--- Stated task ---
Quote the lines below verbatim, from the one that contains "icicle, one per instance" through the final line, both included.

--- Material for the task ---

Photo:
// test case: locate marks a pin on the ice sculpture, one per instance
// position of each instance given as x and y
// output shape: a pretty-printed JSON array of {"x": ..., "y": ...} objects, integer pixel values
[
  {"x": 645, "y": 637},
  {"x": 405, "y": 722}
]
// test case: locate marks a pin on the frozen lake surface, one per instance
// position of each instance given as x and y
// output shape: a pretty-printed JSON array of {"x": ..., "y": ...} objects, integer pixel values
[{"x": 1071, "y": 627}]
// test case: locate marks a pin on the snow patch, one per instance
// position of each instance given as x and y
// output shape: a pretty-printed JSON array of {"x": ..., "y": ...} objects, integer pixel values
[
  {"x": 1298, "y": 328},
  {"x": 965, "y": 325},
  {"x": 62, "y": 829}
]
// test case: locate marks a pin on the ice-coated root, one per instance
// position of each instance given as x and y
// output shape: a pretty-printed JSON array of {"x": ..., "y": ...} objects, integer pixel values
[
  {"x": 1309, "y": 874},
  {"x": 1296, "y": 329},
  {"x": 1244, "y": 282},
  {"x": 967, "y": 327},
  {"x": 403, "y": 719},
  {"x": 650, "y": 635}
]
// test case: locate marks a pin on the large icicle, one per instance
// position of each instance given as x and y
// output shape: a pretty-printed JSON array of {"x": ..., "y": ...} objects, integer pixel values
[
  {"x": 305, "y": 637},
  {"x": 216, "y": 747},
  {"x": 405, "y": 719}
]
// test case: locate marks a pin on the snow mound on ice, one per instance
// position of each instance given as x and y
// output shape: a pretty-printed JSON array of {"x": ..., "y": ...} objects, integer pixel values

--- Response to this task ---
// test case: locate marks a pin on the large icicle, one per instance
// position of each instance given as x and y
// output shape: a pretty-printed JSON array of {"x": ..., "y": ...} objects, integer pixel values
[
  {"x": 305, "y": 637},
  {"x": 216, "y": 747},
  {"x": 405, "y": 719}
]
// test case: locate marks a pin on the snow mound on ice, one per instance
// position of each instance given as x and y
// output shape: a pretty-printed JSON array of {"x": ..., "y": ...} objects, integer pixel values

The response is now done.